━━━━━ SELECTED EXTRACT ━━━━━
Over the past few years we’ve tested quite a few machines with “automatic” transmissions: the SE5-equipped Can-Am Spyder, the electric-shift Yamaha FJR1300AE, the dual-clutch Honda VFR1200F DCT, the hydromechanical HFT-equipped Honda DN-01, as well as CVT-equipped scooters and the Aprilia Mana 850. The underlying technologies and rider interfaces differ, but all twist-and-go transmissions are designed to make gear changes simple and efficient. Motorcyclists often look askance at two-wheelers lacking a manually operated clutch, silently casting aspersions toward those assumed to lack skills or strength. To each their own, I say. Automatic shifting frees up mental bandwidth to enjoy the ride, as I found flogging a scooter around Thailand for four days (Rider, June 2010).
Between the engine and rear wheel of the Suzuki Burgman 650 Executive, the maxi-est of the maxi-scooters, is the Suzuki Electronically-Controlled Continuously Variable Transmission, or SECVT if you prefer five letters instead of 62. Among the left handlebar’s many multicolored buttons that control eight separate functions, three regulate the SECVT: a gray one toggles between two fully automatic modes (power or drive), a yellow one toggles between automatic and manual shift modes and an orange one toggles between six predetermined CVT ratios in manual shift mode. (The other buttons switch between high and low beam, flash the headlight, signal turns, bleat the horn and electronically retract the mirrors.)
According to Shinobu Tsutsumikoshi, a Suzuki engineer who helped develop the SECVT, “We refined the already-efficient CVT system even further through integrated electronic control of both engine and transmission.” Instead of a conventional centrifugal CVT that uses a rubber belt to adjust the gear ratio, the SECVT varies the drive-pulley diameter with an electric actuator motor. An ECU calculates the target engine speed based on vehicle speed and throttle position, and adjusts the CVT ratio accordingly. The SECVT uses a Dry Hybrid Composite Belt made of H-shaped high-strength aluminum blocks embedded with heat-resistant rubber tension members and covered with resin. The durable belt runs dry to avoid the frictional losses of an oil bath and helps keep the transmission light and compact.
━━━━━ DATASET ENTRIES ━━━━━
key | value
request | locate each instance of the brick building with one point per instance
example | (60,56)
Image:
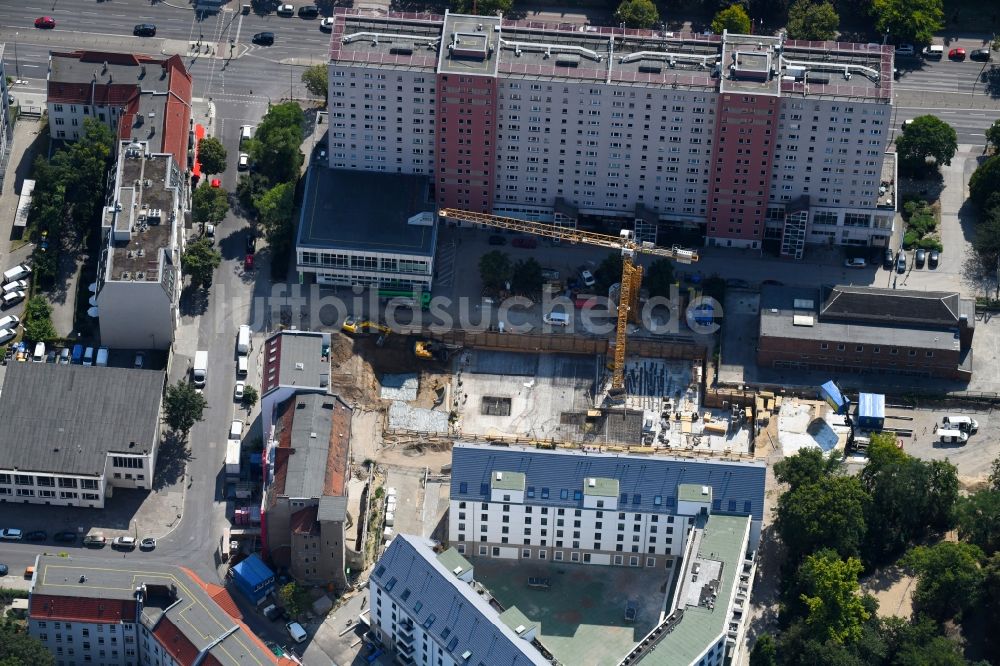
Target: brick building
(846,329)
━━━━━
- **WHAT TO PRODUCE**: Translate this sentence from the scooter transmission passage above into Spanish: "The durable belt runs dry to avoid the frictional losses of an oil bath and helps keep the transmission light and compact."

- **ANSWER TO THIS TASK**: La correa duradera funciona en seco para evitar las pérdidas por fricción de un baño de aceite y ayuda a mantener la transmisión ligera y compacta.